▸ **Exercise**: In the records below, reproduce word for word the stretch from the line that contains "need is tall" through the line that contains "0, 162, 309, 249", including both of those lines and nothing outside them.

▸ **Material shown**:
■ ■ ■ ■ ■
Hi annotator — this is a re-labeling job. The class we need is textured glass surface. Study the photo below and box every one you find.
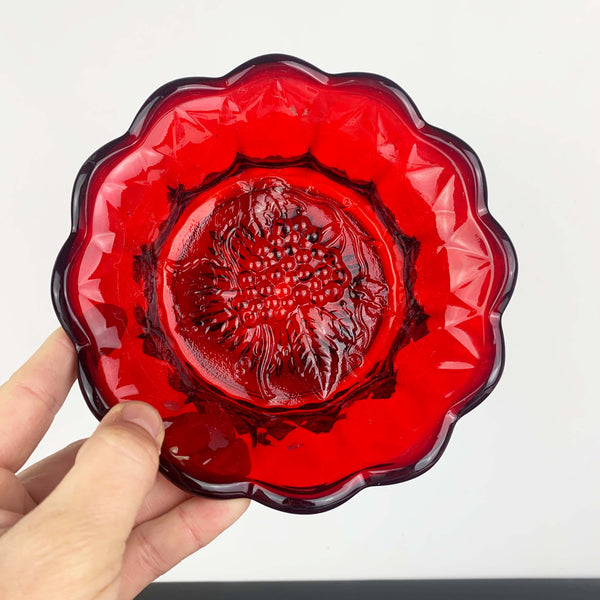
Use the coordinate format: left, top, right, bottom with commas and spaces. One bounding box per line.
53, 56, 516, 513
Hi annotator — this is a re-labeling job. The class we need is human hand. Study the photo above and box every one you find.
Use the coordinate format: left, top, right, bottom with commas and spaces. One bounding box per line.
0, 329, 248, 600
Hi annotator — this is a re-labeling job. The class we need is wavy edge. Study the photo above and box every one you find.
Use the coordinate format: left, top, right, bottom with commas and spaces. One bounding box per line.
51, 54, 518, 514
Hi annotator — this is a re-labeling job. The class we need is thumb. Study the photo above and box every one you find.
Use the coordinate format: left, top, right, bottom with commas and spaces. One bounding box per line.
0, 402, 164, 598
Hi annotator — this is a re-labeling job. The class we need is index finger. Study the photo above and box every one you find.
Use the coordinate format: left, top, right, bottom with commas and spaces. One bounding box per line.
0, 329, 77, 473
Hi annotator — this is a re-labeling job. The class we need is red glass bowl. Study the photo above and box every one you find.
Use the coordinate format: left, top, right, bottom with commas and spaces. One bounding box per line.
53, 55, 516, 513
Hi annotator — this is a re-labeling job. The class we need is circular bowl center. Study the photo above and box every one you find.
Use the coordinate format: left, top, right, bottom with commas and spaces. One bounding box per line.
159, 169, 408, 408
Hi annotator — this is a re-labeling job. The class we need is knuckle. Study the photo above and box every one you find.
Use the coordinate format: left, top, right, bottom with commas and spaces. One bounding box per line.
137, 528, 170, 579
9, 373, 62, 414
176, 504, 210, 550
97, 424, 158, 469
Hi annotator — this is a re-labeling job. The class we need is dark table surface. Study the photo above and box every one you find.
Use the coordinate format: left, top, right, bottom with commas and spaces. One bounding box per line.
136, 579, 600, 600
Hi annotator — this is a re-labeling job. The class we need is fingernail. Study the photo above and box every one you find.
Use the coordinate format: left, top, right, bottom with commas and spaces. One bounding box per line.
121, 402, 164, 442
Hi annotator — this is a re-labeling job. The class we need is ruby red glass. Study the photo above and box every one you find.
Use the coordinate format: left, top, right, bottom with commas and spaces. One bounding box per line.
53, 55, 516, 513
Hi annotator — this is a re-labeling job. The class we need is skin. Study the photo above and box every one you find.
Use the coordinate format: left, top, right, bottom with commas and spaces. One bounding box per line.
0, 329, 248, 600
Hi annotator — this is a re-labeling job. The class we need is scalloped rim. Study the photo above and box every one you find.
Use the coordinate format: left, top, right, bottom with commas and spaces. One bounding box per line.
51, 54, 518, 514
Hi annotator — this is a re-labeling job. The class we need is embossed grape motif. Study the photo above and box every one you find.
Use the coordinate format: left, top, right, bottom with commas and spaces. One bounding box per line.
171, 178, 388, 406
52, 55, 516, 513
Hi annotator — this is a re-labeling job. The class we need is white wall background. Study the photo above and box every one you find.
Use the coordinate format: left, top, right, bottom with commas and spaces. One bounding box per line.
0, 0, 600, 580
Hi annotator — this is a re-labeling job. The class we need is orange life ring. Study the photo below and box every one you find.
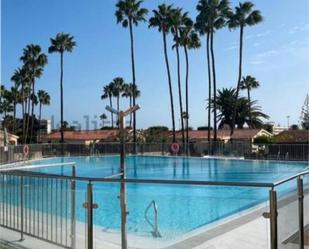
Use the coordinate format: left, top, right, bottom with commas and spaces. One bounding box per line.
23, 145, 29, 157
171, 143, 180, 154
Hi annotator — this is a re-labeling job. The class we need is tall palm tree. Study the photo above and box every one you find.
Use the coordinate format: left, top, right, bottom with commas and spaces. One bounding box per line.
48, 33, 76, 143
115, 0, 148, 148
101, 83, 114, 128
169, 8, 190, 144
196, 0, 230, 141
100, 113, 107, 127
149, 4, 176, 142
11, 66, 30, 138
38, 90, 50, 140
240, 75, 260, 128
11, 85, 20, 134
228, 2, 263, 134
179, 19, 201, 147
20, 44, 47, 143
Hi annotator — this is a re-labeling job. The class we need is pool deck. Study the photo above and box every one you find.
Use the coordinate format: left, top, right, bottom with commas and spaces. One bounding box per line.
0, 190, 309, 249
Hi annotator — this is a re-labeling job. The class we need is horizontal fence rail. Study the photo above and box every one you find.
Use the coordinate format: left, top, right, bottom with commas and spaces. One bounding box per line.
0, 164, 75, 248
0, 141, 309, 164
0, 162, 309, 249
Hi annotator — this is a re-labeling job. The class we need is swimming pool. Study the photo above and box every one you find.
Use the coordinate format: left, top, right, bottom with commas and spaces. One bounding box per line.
■ ■ ■ ■ ■
▸ **Written solution**:
Hi annotator — this is a re-labeling job. The class we need is tall palm tree. Study the photo above and box every one you find.
Use the coordinate format: left, top, right, bottom with commas and spaces. One bounding box per line.
48, 33, 76, 143
115, 0, 148, 148
101, 83, 114, 128
169, 8, 190, 144
196, 0, 230, 141
100, 113, 107, 127
149, 4, 176, 142
11, 66, 30, 138
38, 90, 50, 140
240, 75, 260, 128
11, 85, 20, 134
228, 2, 263, 134
179, 19, 201, 147
20, 44, 47, 143
Hi annotator — this is a re-labeling job. The class we need is pool deck. Study the photo above and box every one you find.
Use the coordinate format: left, top, right, bottom with commas and spaces. One bounding box per line.
0, 190, 309, 249
Hi annotator — this is a re-labeling job. The class we need is horizontal fence rail. Study the photo above and box every one you find.
Use the coordinate format: left, top, right, bottom with commas and spaces. One bounding box per line.
0, 164, 75, 248
0, 141, 309, 164
0, 162, 309, 249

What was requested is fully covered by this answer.